An exact reproduction of the records is required, with all images left out.

============================================================

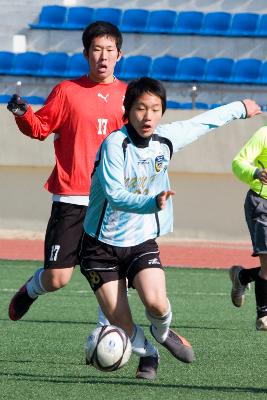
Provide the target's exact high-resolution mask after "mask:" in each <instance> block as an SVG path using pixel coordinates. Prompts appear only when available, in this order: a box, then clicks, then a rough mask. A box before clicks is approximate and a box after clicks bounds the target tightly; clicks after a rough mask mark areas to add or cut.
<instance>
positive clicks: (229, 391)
mask: <svg viewBox="0 0 267 400" xmlns="http://www.w3.org/2000/svg"><path fill="white" fill-rule="evenodd" d="M0 376H3V377H7V379H9V380H12V381H14V380H16V381H29V382H49V383H50V382H53V383H79V384H82V383H83V384H86V385H87V384H88V383H89V384H96V385H99V384H106V385H109V386H110V385H124V386H127V385H130V386H136V385H138V386H139V385H140V383H141V384H142V385H143V386H149V387H151V386H152V387H166V388H172V389H191V390H206V391H212V392H226V393H233V394H237V393H254V394H256V393H257V394H260V393H267V388H255V387H227V386H204V385H199V386H197V385H183V384H177V385H176V384H162V383H157V382H155V381H147V380H140V379H138V380H137V379H135V378H127V377H125V378H122V377H120V378H117V377H115V376H114V375H111V374H110V373H109V374H106V378H105V377H104V376H101V378H100V377H99V378H98V377H95V376H90V375H83V376H77V377H76V378H74V377H63V376H59V375H58V376H57V375H56V376H55V375H54V376H47V377H45V376H43V375H38V374H36V375H34V374H26V373H13V374H12V373H4V372H1V373H0Z"/></svg>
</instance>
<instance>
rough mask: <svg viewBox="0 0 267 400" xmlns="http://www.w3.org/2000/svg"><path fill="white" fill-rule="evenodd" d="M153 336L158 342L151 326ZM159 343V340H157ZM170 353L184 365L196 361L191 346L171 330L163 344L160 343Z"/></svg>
mask: <svg viewBox="0 0 267 400" xmlns="http://www.w3.org/2000/svg"><path fill="white" fill-rule="evenodd" d="M150 332H151V334H152V336H153V337H154V338H155V339H156V340H157V338H156V337H155V336H154V334H153V330H152V326H150ZM157 341H158V340H157ZM160 344H161V345H162V346H164V347H165V348H166V349H167V350H169V352H170V353H171V354H172V355H173V356H174V357H175V358H177V360H180V361H182V362H184V363H191V362H192V361H194V359H195V353H194V350H193V349H192V346H191V344H190V343H189V342H188V341H187V340H186V339H185V338H184V337H183V336H181V335H178V333H176V332H174V331H173V330H172V329H169V331H168V336H167V338H166V339H165V341H164V342H163V343H160Z"/></svg>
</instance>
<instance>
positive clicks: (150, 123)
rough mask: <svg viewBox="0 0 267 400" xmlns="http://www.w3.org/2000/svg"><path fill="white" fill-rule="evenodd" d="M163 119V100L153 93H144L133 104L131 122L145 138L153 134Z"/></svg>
mask: <svg viewBox="0 0 267 400" xmlns="http://www.w3.org/2000/svg"><path fill="white" fill-rule="evenodd" d="M161 117H162V103H161V99H160V98H159V97H158V96H156V95H155V94H152V93H143V94H142V95H141V96H140V97H138V99H137V100H136V101H135V102H134V103H133V105H132V107H131V110H130V113H129V121H130V123H131V124H132V125H133V127H134V128H135V130H136V131H137V133H138V134H139V135H140V136H141V137H143V138H146V137H149V136H151V135H152V134H153V132H154V130H155V129H156V127H157V125H158V123H159V122H160V120H161Z"/></svg>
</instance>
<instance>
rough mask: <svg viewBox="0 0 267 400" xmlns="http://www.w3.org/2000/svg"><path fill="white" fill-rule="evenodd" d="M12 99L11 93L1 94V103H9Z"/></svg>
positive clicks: (0, 101) (3, 103)
mask: <svg viewBox="0 0 267 400" xmlns="http://www.w3.org/2000/svg"><path fill="white" fill-rule="evenodd" d="M10 99H11V96H10V94H0V104H7V103H8V102H9V100H10Z"/></svg>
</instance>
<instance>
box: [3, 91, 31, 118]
mask: <svg viewBox="0 0 267 400" xmlns="http://www.w3.org/2000/svg"><path fill="white" fill-rule="evenodd" d="M27 108H28V103H27V102H26V101H25V100H23V99H22V98H21V97H20V96H19V95H17V94H13V96H12V97H11V99H10V100H9V102H8V104H7V109H8V110H9V111H11V112H12V113H13V114H14V115H18V116H22V115H24V114H25V112H26V110H27Z"/></svg>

============================================================

RESULT OF THE TASK:
Provide the target's exact high-resolution mask after "mask:" in each <instance> block as an SVG path using pixel coordinates. Prompts appear only when available, in this order: a box, then clicks, then a rough mask. A box before clicks is approximate and a box after clicks bounds the target tightly; clicks after a rough mask mark areas to add or cut.
<instance>
positive clicks: (229, 391)
mask: <svg viewBox="0 0 267 400" xmlns="http://www.w3.org/2000/svg"><path fill="white" fill-rule="evenodd" d="M0 376H3V377H7V379H9V380H12V381H14V380H16V381H29V382H49V383H50V382H53V383H79V384H82V383H83V384H86V385H87V384H88V383H89V384H96V385H99V384H106V385H109V386H110V385H124V386H127V385H130V386H136V385H138V386H139V385H140V383H141V384H142V385H143V386H149V387H151V386H152V387H166V388H172V389H191V390H206V391H212V392H226V393H233V394H237V393H254V394H256V393H257V394H260V393H267V388H255V387H227V386H204V385H199V386H197V385H183V384H177V385H176V384H162V383H157V382H155V381H147V380H140V379H138V380H137V379H135V378H127V377H125V378H122V377H120V378H117V377H115V376H114V375H111V374H110V373H109V374H106V378H105V377H104V376H101V378H100V377H99V378H98V377H95V376H90V375H83V376H77V377H76V378H74V377H63V376H59V375H58V376H57V375H56V376H55V375H54V376H47V377H45V376H43V375H38V374H36V375H34V374H26V373H13V374H12V373H4V372H1V373H0Z"/></svg>
</instance>
<instance>
rough mask: <svg viewBox="0 0 267 400" xmlns="http://www.w3.org/2000/svg"><path fill="white" fill-rule="evenodd" d="M153 336L158 342L151 326ZM159 343V340H157ZM170 353L184 365L196 361L191 346L171 330L163 344L160 343Z"/></svg>
mask: <svg viewBox="0 0 267 400" xmlns="http://www.w3.org/2000/svg"><path fill="white" fill-rule="evenodd" d="M150 332H151V334H152V336H153V337H154V338H155V339H156V340H157V338H156V337H155V336H154V334H153V330H152V326H150ZM157 341H158V340H157ZM160 344H161V345H162V346H164V347H165V348H166V349H167V350H169V352H170V353H171V354H172V355H173V356H174V357H175V358H177V360H180V361H182V362H184V363H191V362H192V361H194V359H195V353H194V350H193V349H192V346H191V344H190V343H189V342H188V341H187V340H186V339H185V338H184V337H183V336H181V335H178V333H176V332H174V331H173V330H172V329H169V331H168V336H167V338H166V339H165V341H164V342H163V343H160Z"/></svg>
</instance>
<instance>
positive clicks: (150, 123)
rough mask: <svg viewBox="0 0 267 400" xmlns="http://www.w3.org/2000/svg"><path fill="white" fill-rule="evenodd" d="M163 119V100L153 93H144L133 104L131 122L145 138L153 134Z"/></svg>
mask: <svg viewBox="0 0 267 400" xmlns="http://www.w3.org/2000/svg"><path fill="white" fill-rule="evenodd" d="M161 117H162V103H161V99H160V98H159V97H158V96H156V95H155V94H152V93H143V94H142V95H141V96H140V97H138V99H137V100H136V101H135V102H134V103H133V105H132V107H131V110H130V113H129V121H130V123H131V124H132V125H133V127H134V128H135V130H136V131H137V133H138V134H139V135H140V136H141V137H143V138H146V137H149V136H151V135H152V134H153V132H154V130H155V129H156V127H157V125H158V123H159V122H160V120H161Z"/></svg>
</instance>
<instance>
rough mask: <svg viewBox="0 0 267 400" xmlns="http://www.w3.org/2000/svg"><path fill="white" fill-rule="evenodd" d="M12 99L11 93L1 94V103H9Z"/></svg>
positive clicks: (0, 101) (3, 103)
mask: <svg viewBox="0 0 267 400" xmlns="http://www.w3.org/2000/svg"><path fill="white" fill-rule="evenodd" d="M10 99H11V96H10V94H0V104H7V103H8V102H9V100H10Z"/></svg>
</instance>
<instance>
box: [3, 91, 31, 118]
mask: <svg viewBox="0 0 267 400" xmlns="http://www.w3.org/2000/svg"><path fill="white" fill-rule="evenodd" d="M27 108H28V103H27V102H26V101H25V100H23V99H22V98H21V97H20V96H19V95H17V94H13V96H12V97H11V99H10V100H9V102H8V104H7V109H8V110H9V111H11V112H12V113H13V114H14V115H18V116H22V115H24V114H25V112H26V110H27Z"/></svg>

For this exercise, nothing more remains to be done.